**Activity:** Beneath this sentence is a set of records; write each of them out exactly.

**Records shown:**

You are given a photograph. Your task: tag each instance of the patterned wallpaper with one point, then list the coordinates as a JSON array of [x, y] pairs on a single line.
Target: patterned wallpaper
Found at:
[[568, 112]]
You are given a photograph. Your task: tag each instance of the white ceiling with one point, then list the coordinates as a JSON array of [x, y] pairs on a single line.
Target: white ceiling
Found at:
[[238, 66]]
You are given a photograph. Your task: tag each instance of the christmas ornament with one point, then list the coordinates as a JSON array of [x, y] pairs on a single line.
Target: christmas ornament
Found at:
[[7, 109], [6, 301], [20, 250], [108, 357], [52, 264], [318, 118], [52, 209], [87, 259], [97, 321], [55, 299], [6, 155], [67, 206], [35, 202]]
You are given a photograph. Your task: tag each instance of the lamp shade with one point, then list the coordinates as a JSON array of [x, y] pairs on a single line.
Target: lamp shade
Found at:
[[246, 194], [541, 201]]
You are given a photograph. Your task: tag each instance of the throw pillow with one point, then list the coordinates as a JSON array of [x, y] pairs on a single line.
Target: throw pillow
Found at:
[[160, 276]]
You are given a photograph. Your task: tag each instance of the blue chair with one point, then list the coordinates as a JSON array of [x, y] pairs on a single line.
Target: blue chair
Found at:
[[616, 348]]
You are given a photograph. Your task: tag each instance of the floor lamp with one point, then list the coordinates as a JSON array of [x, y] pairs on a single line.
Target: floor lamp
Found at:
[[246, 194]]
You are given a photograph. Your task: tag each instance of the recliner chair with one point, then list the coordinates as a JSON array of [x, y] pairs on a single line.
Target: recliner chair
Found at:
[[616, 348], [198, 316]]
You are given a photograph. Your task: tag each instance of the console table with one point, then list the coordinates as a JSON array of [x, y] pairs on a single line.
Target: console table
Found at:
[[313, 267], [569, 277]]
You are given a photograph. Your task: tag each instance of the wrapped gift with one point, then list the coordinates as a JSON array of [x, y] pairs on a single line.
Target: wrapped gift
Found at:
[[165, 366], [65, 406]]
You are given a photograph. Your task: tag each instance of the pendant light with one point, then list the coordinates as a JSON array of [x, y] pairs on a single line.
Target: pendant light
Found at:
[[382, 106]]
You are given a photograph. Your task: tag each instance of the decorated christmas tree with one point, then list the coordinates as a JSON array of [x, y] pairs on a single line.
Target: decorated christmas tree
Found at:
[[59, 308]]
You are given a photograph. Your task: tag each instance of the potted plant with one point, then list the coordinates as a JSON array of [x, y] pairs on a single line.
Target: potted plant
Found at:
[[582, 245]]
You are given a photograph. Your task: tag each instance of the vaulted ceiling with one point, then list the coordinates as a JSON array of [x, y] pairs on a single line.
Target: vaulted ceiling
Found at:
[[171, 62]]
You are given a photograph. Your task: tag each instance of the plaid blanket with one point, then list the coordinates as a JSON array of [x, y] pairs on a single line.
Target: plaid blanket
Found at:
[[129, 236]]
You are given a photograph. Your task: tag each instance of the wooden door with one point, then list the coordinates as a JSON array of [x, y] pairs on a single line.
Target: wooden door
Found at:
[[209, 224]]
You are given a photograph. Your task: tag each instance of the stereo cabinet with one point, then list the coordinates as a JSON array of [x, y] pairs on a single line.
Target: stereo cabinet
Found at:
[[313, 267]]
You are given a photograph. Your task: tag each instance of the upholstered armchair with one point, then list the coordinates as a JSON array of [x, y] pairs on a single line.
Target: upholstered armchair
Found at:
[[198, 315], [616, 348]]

**Output for this exercise:**
You are given a photograph. Your task: tag each instance of the patterned wallpaper with one point, then list the coordinates as a JSON array of [x, y] pairs on a single line.
Target: patterned wallpaper
Found at:
[[568, 112]]
You are given a photograph. Your task: tag each instance of the white ceiling with one point, then list the coordinates as a JSON array of [x, y] pairs on a single line.
Target: white ceiling
Found at:
[[238, 66]]
You are given a photograph. Your task: tag each instance of the christmas ornament with one point, then list the coordinates as a JSON array of [x, y] pairs on a single line.
Target: christmas ornament
Found at:
[[7, 109], [6, 301], [20, 250], [108, 357], [52, 264], [318, 118], [52, 209], [87, 259], [97, 321], [55, 299], [6, 155], [67, 206], [35, 202]]
You are given a photograph. Your task: tag each instance of the lamp shade with one point, then list the coordinates as a JSON array of [x, y] pairs on a single line.
Target: lamp shade
Found at:
[[246, 194], [541, 201]]
You are given a photograph. Your task: tag each instance of the throw pillow with one point, then list the coordinates as a JSON array of [x, y] pairs on a single line.
Target: throw pillow
Found at:
[[160, 276]]
You are given a photograph. Your task: tag each instance of the blue chair with one point, then list the coordinates as a JSON array of [x, y] pairs on a single line.
Target: blue chair
Found at:
[[616, 348]]
You are given a photograph. Your task: tag each instance of the floor lamp with one point, then list the coordinates as a JSON array of [x, y] pairs on a single line.
Target: floor lamp
Found at:
[[246, 194]]
You are given a photograph. Your task: tag each instance of the recliner chair with one point, then list the coordinates as a JSON array of [x, y] pairs on a single line.
Target: recliner chair
Found at:
[[616, 348], [198, 316]]
You are given a photograph. Your task: tag each instance of the console table with one point, then list the coordinates as a JSON array of [x, y] pairs on a single line.
Target: console table
Found at:
[[313, 267], [569, 277]]
You are given a photograph. Your task: tag each instance of the wrapped gift with one point, then list the coordinates as a JSON array of [x, y] pairs on a single line.
Target: wrapped gift
Found at:
[[165, 366], [65, 406]]
You are given a photograph. Your task: tag each instance of the pendant light with one point, then list the coordinates as a JSON array of [x, y] pairs on a single line.
Target: pendant light
Found at:
[[382, 106]]
You are given a photograph. Your task: tag each instance of the decorated christmas tree with one point, then list the coordinates as a JSON array of [x, y] pairs on a single line.
Target: decorated christmas tree
Found at:
[[59, 308]]
You are given a photograph. Your task: tag each instance of the potted plant with one point, then list the coordinates as a JSON array of [x, y] pairs on a single line.
Target: potted plant
Found at:
[[582, 245]]
You are given a photograph. Your task: tag each instance of the vaulted ceiling with one point, then list the coordinates as a JSON array of [x, y] pairs on a single line.
Target: vaulted ceiling
Found at:
[[171, 62]]
You are given a photograph. Your task: tag each instance of the plaid blanket with one point, then list the coordinates as a JSON array of [x, y] pairs on a single line.
Target: plaid blanket
Found at:
[[129, 236]]
You are given a photograph. Your task: tag each instance of the wooden door with one point, then list the coordinates as a JSON array of [x, y] pairs on a single line.
Target: wooden door
Found at:
[[209, 224]]
You are given a photograph. Your task: tag each instance of the stereo cabinet with one point, then list the coordinates as a JSON array of [x, y] pairs on a single line.
Target: stereo cabinet
Found at:
[[313, 267]]
You are given a photograph. Your task: tag each instance of the upholstered armchair with one point, then list the coordinates as a JSON array of [x, y] pairs on a single line.
Target: upholstered armchair
Found at:
[[198, 315], [616, 348]]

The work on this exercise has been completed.